Work to be completed ::
What is needed is each line of the data below that holds the string "pixel".

Given records ::
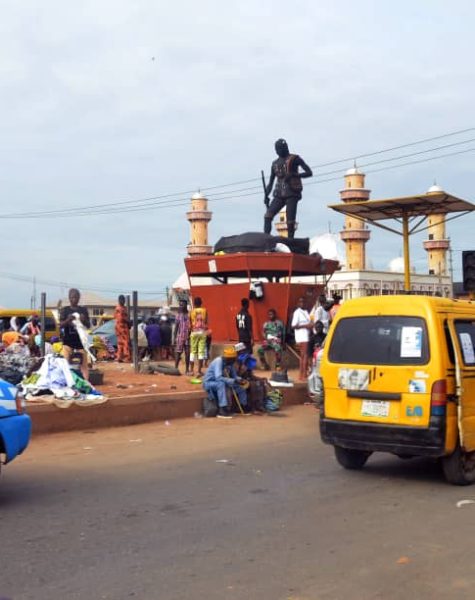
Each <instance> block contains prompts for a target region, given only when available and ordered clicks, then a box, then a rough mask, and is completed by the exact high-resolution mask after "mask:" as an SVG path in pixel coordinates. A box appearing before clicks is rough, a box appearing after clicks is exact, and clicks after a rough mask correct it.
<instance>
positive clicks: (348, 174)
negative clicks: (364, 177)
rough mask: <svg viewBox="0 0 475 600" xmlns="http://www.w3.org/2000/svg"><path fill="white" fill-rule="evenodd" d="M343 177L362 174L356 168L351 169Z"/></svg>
mask: <svg viewBox="0 0 475 600" xmlns="http://www.w3.org/2000/svg"><path fill="white" fill-rule="evenodd" d="M345 175H363V173H362V172H361V171H360V170H359V169H358V168H357V167H351V169H348V171H347V172H346V173H345Z"/></svg>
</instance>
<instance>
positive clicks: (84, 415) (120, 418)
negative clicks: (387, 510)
mask: <svg viewBox="0 0 475 600" xmlns="http://www.w3.org/2000/svg"><path fill="white" fill-rule="evenodd" d="M282 391H283V393H284V406H290V405H294V404H303V402H304V401H305V400H306V399H307V386H306V384H305V383H296V384H295V385H294V387H293V388H283V390H282ZM203 394H204V392H203V390H201V389H200V390H197V391H191V392H174V393H173V394H169V393H161V394H146V395H137V396H127V397H123V398H110V399H109V400H108V402H106V403H105V404H99V405H97V406H85V407H82V406H76V405H73V406H71V407H70V408H57V407H56V406H54V405H51V404H42V405H30V406H29V407H28V408H27V412H28V414H29V415H30V417H31V419H32V422H33V435H43V434H46V433H57V432H60V431H83V430H85V429H102V428H105V427H124V426H126V425H136V424H139V423H149V422H153V421H162V420H163V421H165V420H171V419H180V418H184V417H192V416H193V415H194V414H195V412H201V405H202V402H203Z"/></svg>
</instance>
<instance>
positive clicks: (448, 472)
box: [442, 445, 475, 485]
mask: <svg viewBox="0 0 475 600" xmlns="http://www.w3.org/2000/svg"><path fill="white" fill-rule="evenodd" d="M442 470H443V472H444V476H445V479H446V480H447V481H448V482H449V483H452V484H453V485H470V484H472V483H475V452H464V451H463V450H462V448H461V447H460V446H459V445H457V447H456V448H455V450H454V452H452V454H450V455H449V456H444V458H443V459H442Z"/></svg>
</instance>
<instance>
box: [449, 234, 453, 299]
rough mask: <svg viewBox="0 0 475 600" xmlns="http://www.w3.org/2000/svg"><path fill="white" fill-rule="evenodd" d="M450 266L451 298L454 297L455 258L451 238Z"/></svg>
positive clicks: (450, 285)
mask: <svg viewBox="0 0 475 600" xmlns="http://www.w3.org/2000/svg"><path fill="white" fill-rule="evenodd" d="M449 264H450V269H449V271H450V296H451V298H453V297H454V256H453V250H452V244H451V243H450V237H449Z"/></svg>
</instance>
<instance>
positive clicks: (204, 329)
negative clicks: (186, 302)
mask: <svg viewBox="0 0 475 600" xmlns="http://www.w3.org/2000/svg"><path fill="white" fill-rule="evenodd" d="M193 304H194V308H193V310H192V311H191V313H190V321H191V334H190V371H192V372H193V373H194V370H195V362H196V360H197V361H198V373H197V377H202V376H203V361H204V359H205V357H206V332H207V330H208V312H207V310H206V308H205V307H204V306H203V302H202V300H201V298H199V297H197V298H195V299H194V303H193Z"/></svg>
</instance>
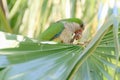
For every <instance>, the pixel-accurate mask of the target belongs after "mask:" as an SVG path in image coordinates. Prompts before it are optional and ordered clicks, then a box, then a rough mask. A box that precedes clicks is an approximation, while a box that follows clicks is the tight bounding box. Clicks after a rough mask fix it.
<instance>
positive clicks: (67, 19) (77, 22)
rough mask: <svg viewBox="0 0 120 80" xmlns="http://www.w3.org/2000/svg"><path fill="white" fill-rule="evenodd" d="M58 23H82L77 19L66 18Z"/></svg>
mask: <svg viewBox="0 0 120 80" xmlns="http://www.w3.org/2000/svg"><path fill="white" fill-rule="evenodd" d="M58 22H70V23H71V22H75V23H78V24H83V21H82V20H80V19H78V18H68V19H62V20H60V21H58Z"/></svg>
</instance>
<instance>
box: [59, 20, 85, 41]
mask: <svg viewBox="0 0 120 80" xmlns="http://www.w3.org/2000/svg"><path fill="white" fill-rule="evenodd" d="M61 21H62V22H63V23H64V26H65V28H67V29H69V30H70V31H71V32H73V34H74V35H73V38H72V40H71V42H73V41H74V40H78V39H80V38H81V37H82V32H83V31H84V28H85V26H84V23H83V21H82V20H80V19H78V18H68V19H63V20H61Z"/></svg>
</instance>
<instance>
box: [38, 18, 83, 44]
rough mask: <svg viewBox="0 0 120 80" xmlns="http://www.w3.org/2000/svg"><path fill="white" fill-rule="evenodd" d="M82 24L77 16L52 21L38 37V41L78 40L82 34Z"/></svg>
mask: <svg viewBox="0 0 120 80" xmlns="http://www.w3.org/2000/svg"><path fill="white" fill-rule="evenodd" d="M83 30H84V24H83V22H82V20H80V19H78V18H68V19H62V20H59V21H57V22H55V23H52V24H51V25H50V26H49V27H48V28H47V29H46V30H45V31H44V32H43V33H41V34H40V36H39V37H38V39H39V40H40V41H51V40H54V41H57V42H61V43H66V44H70V43H73V42H74V40H78V39H80V38H81V36H82V32H83Z"/></svg>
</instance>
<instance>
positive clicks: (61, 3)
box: [0, 0, 120, 40]
mask: <svg viewBox="0 0 120 80" xmlns="http://www.w3.org/2000/svg"><path fill="white" fill-rule="evenodd" d="M1 1H2V5H3V10H4V14H5V19H4V22H3V19H1V20H2V22H1V25H2V26H0V30H1V31H5V32H11V33H14V34H21V35H24V36H28V37H30V38H37V37H38V36H39V34H40V33H41V32H43V31H44V30H45V29H46V28H47V27H48V26H49V25H50V23H52V22H56V21H58V20H60V19H64V18H70V17H77V18H80V19H82V20H83V21H84V23H85V26H86V29H85V31H84V35H83V38H84V39H87V40H88V39H91V38H92V37H93V36H94V34H95V33H96V31H97V30H98V29H99V28H100V27H101V26H102V24H103V23H104V22H105V20H106V19H107V18H108V17H109V15H111V14H113V13H114V11H116V8H117V14H119V11H120V9H119V8H120V6H119V4H120V0H34V1H33V0H1ZM1 15H2V14H1ZM3 18H4V17H3Z"/></svg>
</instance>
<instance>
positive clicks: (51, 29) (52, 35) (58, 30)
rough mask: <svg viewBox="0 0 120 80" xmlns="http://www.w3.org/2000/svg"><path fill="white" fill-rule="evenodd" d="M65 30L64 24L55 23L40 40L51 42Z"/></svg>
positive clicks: (41, 34) (42, 35)
mask: <svg viewBox="0 0 120 80" xmlns="http://www.w3.org/2000/svg"><path fill="white" fill-rule="evenodd" d="M63 29H64V25H63V23H60V22H56V23H53V24H51V25H50V26H49V27H48V29H47V30H45V31H44V32H43V33H41V34H40V37H39V40H41V41H49V40H51V39H52V38H53V37H55V35H56V34H58V33H60V32H62V30H63Z"/></svg>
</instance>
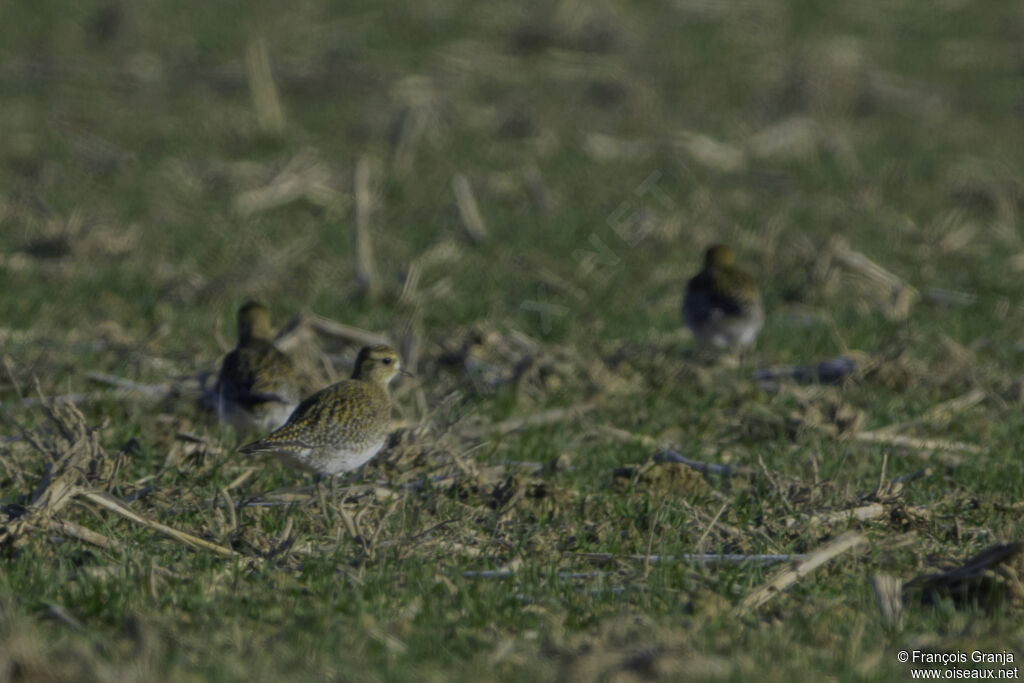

Exercise answer ::
Each <instance> block contains prompts for a target region, given only when available and ordered clicks, then a box, then a rough mask, and is completed by the exact high-resolution mask after "mask:" as an SVG path in pixel coordinates. A box appearing before clicks is rough, a box appearing after clicks is exact, and clicks after a rough mask correct it.
For every <instance>, the pixel-accurate mask of the target belongs after "mask:" as an SVG path in image coordinates. Prompts before it are optional and ordered clicks, then a box, then a rough mask. A box that precedes clicks is an approximation, while a box that follows clicks is the tight bounding box. Clicks after a rough mask fix it.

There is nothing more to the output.